The passage below describes the research of Mallar Chakravarty's group. List every kind of phenotype across which that group reports demonstrating multi-modal integration.

→ Text for analysis:
========================

In the last decade, biological psychiatry has witnessed increased availability of large multi-modal datasets that seek to capture biological variation across the lifespan, in prodromes of major mental illness, and in individuals suffering from major neuropsychiatric disorders. Mallar Chakravarty’s group, and several others, have been leveraging these incredible datasets to gain insight into how variation in brain structure and function, detectable via neuroimaging, may relate to other disease-related factors observed in genetics and transcriptomics.

However, the outcomes of these studies rely on disparate datasets that were not collected to be analyzed in a single analytic framework. Thus, many of the exciting findings that result from the creative multivariate data fusion techniques employed are somewhat observational. To move beyond these limitations, his group has been working on examining phenotypic variation in model systems exposed to risk factors for neuropsychiatric disorders. Using longitudinal neuroimaging strategies and borrowing many of the magnificent techniques developed in the well-established human literature, they are able to demonstrate meaningful multi-modal integration across behavioral, imaging, cellular, and transcriptomic phenotypes. 

They believe that well-designed experiments that yield tremendous amounts of data from individual animal models are a critical way to better inform our understanding of the basis of human neuropsychiatric illness.

========================

→ Input data:

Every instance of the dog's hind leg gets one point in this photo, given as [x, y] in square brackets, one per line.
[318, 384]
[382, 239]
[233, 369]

========================

→ Solution to this problem:
- Behavioral
- Imaging
- Cellular
- Transcriptomic